#### Exercise instructions:
Write out the line that contains "Put a point on the broken" and every line after it through the end of the entries, exactly as given and with no other lines.

Natural language region descriptions

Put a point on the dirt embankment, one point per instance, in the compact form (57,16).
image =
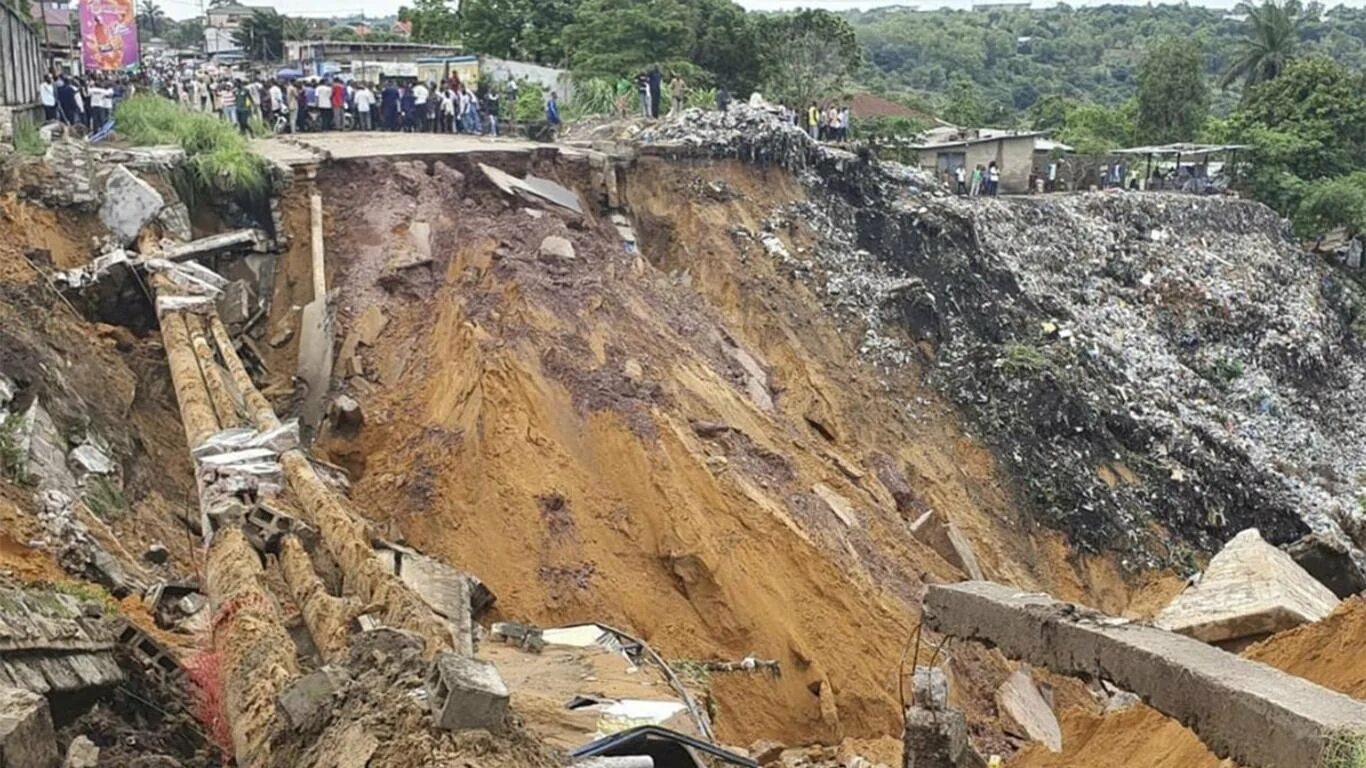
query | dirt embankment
(678,442)
(1331,652)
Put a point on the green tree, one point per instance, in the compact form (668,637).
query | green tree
(261,36)
(150,17)
(611,38)
(517,29)
(433,21)
(965,105)
(807,56)
(1172,94)
(1272,38)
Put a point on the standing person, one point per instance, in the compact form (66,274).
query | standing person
(678,92)
(389,107)
(552,111)
(324,96)
(291,103)
(364,104)
(48,94)
(420,99)
(656,85)
(491,108)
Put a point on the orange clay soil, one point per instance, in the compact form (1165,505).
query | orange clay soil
(532,424)
(1331,652)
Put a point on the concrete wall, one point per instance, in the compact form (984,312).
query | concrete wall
(1242,709)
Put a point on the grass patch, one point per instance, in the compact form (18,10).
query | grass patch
(1023,360)
(217,153)
(104,499)
(26,140)
(14,459)
(1344,749)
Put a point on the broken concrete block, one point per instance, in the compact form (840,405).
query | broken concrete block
(129,204)
(948,541)
(935,739)
(838,504)
(1026,714)
(1331,562)
(930,688)
(237,304)
(82,753)
(26,738)
(556,249)
(466,693)
(308,700)
(1249,591)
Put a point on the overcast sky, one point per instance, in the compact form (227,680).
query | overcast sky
(185,8)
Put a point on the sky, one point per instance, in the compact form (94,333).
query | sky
(185,8)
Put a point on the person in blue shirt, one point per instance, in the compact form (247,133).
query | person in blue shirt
(552,111)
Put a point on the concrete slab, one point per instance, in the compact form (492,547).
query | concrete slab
(1242,709)
(1249,591)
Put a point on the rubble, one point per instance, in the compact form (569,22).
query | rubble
(129,204)
(1249,592)
(26,738)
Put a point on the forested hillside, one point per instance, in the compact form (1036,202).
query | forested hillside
(1014,58)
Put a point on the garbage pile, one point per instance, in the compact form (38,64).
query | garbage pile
(1134,358)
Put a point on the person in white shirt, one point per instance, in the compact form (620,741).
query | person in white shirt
(420,96)
(324,92)
(48,93)
(364,101)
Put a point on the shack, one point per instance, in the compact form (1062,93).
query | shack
(1012,153)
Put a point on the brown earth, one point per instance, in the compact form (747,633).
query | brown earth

#### Answer for the task:
Put a point on the broken concrete block, one point per instance, in the compact form (840,405).
query | broken concrete block
(129,204)
(948,541)
(935,739)
(838,504)
(1026,714)
(1331,562)
(930,688)
(237,304)
(82,753)
(26,738)
(556,249)
(466,693)
(308,700)
(1249,591)
Put a point on the overcast sky, one point per instance, in the compact form (227,680).
query | overcast sky
(185,8)
Put a point on the sky, one point per instance, in the compact form (94,333).
query | sky
(185,8)
Put a point on the person in blue shirt, one point per instance, in the compact form (247,133).
query | person in blue shirt
(552,111)
Put a point on the concrete slab, one point per instance, in the compact form (492,547).
query | concrete slab
(1242,709)
(1249,591)
Put a point on the rubble, one point per instance, in the compact form (569,22).
query | rubble
(129,204)
(1249,592)
(26,738)
Put a point on the forested hillside, one point per instance, in the compact form (1036,202).
query | forested hillside
(1014,58)
Put a point on the garbage pile, one point per instance, in the compact form (38,64).
query | garbage pile
(1134,358)
Put a point on the person in white shirt, one point per instance, in the compact form (620,741).
query | person in white shirt
(420,96)
(324,92)
(48,93)
(364,101)
Put a point on the shack, one point per instance, in the compact form (1062,93).
query | shack
(1012,153)
Put a point on the brown earth, one point per instance, in the compact form (747,633).
query | brown earth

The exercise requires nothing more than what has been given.